-------- Supplied data

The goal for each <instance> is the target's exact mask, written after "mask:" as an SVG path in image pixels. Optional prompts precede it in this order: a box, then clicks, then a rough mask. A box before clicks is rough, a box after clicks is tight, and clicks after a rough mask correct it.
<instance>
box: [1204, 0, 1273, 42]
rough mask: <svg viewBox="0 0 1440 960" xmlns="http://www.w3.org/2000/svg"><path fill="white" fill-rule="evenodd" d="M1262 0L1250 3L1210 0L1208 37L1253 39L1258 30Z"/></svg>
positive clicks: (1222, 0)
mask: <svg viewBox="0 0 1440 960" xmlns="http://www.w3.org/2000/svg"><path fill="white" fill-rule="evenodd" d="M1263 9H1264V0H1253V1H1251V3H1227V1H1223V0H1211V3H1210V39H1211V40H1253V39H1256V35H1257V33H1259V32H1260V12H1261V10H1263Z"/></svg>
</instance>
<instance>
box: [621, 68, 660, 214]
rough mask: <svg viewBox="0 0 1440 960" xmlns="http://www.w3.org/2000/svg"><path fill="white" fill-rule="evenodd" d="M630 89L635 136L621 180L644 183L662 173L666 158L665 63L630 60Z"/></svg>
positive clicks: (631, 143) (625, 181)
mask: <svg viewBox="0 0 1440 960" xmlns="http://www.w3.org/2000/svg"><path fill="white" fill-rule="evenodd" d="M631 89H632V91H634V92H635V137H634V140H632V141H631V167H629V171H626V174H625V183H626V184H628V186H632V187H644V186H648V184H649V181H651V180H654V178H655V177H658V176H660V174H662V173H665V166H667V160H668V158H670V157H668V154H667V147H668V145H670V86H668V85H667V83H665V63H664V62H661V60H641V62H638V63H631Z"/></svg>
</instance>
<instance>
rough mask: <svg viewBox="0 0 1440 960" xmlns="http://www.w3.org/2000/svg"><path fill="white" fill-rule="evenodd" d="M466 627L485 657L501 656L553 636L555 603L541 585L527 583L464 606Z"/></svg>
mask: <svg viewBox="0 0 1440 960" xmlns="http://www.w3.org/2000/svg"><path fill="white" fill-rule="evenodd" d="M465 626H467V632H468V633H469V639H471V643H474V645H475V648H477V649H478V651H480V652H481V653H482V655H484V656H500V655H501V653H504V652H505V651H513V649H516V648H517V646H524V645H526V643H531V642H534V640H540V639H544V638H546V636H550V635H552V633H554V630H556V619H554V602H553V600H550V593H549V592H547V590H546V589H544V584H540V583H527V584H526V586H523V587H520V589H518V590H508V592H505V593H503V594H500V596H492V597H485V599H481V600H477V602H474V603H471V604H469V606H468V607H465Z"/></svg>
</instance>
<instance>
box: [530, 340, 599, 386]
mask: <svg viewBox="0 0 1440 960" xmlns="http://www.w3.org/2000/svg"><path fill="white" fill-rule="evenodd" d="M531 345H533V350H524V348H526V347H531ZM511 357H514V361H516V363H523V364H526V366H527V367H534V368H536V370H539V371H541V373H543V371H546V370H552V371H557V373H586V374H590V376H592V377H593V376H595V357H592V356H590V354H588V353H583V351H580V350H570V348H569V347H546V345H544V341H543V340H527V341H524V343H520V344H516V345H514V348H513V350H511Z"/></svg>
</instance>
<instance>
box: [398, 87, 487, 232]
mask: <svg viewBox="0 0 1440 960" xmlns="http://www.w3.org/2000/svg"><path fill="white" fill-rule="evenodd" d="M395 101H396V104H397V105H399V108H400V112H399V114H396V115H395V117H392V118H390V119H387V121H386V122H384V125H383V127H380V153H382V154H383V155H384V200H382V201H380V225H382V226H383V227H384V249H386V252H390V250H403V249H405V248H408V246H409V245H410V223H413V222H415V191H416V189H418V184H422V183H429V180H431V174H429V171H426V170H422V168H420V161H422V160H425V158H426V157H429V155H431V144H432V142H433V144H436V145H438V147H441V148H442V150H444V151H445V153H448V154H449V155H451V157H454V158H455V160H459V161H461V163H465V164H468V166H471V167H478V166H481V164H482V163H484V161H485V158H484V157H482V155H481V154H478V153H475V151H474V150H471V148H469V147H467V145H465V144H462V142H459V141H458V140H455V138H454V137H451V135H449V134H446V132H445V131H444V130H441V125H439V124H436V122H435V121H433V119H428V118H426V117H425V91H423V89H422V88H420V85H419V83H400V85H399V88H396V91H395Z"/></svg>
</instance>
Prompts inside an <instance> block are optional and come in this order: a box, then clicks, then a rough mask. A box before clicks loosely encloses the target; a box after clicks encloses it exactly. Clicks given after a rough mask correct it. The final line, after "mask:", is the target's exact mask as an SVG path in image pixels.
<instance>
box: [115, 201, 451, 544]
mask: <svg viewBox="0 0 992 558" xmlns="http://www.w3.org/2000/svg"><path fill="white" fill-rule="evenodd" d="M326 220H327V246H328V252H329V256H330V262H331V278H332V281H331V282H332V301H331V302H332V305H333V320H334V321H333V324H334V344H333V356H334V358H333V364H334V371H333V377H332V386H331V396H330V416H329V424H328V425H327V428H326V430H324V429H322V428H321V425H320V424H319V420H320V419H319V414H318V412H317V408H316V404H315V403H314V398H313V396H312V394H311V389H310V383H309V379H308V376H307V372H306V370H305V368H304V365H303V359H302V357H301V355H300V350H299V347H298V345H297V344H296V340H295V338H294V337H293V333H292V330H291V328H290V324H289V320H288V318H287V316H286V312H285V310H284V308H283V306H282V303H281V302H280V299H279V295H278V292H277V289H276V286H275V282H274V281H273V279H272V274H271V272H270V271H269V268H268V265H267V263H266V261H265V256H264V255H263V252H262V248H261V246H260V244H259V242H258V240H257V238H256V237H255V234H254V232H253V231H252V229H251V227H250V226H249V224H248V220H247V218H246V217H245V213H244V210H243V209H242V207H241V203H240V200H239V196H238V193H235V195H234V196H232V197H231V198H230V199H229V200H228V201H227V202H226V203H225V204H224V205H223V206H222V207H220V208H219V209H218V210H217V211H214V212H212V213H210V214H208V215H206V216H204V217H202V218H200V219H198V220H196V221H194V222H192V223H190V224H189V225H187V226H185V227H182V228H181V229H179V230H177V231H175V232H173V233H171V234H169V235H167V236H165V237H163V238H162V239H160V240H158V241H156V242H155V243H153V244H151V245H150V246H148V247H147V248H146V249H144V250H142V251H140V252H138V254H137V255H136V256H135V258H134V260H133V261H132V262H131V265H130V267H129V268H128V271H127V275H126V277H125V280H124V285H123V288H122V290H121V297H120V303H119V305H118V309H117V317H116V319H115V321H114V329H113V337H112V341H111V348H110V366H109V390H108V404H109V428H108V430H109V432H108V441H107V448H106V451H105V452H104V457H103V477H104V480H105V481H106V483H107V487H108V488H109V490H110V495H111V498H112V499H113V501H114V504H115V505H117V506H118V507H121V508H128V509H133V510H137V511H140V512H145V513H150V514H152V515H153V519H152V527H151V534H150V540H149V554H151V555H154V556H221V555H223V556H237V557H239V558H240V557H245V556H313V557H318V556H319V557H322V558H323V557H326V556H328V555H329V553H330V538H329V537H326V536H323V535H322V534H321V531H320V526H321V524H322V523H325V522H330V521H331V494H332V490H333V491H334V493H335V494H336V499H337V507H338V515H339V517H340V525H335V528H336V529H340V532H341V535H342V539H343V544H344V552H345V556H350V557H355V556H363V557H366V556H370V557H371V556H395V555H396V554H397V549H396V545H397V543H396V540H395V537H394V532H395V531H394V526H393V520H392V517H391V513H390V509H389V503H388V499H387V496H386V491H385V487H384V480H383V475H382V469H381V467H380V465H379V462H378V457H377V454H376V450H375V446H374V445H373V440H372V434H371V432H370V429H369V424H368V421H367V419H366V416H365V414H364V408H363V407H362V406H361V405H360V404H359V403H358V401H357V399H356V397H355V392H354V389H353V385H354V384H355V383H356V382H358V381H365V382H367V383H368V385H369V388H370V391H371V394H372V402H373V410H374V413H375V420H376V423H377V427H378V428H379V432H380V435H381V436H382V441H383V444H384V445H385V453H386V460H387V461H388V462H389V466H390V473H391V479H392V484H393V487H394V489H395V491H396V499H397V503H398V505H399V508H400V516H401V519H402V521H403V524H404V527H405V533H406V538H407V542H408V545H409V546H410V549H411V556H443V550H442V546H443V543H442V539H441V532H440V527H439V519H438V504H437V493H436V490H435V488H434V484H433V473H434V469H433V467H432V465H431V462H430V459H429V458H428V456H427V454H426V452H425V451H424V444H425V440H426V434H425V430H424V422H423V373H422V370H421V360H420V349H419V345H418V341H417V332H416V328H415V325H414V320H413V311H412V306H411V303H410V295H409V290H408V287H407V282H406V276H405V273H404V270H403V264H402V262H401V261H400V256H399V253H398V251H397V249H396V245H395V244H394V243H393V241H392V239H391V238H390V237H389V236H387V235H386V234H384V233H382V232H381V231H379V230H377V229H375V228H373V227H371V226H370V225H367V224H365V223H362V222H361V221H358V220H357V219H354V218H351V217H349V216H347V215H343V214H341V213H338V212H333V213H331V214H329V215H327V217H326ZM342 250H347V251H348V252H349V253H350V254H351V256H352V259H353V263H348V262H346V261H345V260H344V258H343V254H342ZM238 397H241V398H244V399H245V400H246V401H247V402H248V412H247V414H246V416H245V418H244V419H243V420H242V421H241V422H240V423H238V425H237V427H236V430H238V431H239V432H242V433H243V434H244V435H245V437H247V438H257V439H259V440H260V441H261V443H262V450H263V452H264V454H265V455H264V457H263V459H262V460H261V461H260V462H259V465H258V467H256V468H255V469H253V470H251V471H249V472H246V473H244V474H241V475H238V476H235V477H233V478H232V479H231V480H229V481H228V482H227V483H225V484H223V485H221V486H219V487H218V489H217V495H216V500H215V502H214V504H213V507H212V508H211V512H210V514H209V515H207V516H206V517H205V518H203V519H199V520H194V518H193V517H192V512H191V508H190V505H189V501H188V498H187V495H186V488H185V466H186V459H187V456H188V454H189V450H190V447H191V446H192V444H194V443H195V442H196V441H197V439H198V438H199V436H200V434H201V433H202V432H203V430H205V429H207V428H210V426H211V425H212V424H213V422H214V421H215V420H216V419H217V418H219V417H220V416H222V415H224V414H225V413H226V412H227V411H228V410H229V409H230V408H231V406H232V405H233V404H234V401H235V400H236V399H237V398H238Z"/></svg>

----------------

## Exercise prompt
Rewrite everything from the start of the listing down to the line with "box: [1204, 0, 1273, 42]", changing "tight" to "snug" and keeping all else the same.

## Reply
The goal for each <instance> is the target's exact mask, written after "mask:" as an SVG path in image pixels. Optional prompts precede it in this order: a box, then clicks, then a rough mask. A box before clicks is rough, a box after clicks is snug, and clicks after a rough mask correct it.
<instance>
box: [1204, 0, 1273, 42]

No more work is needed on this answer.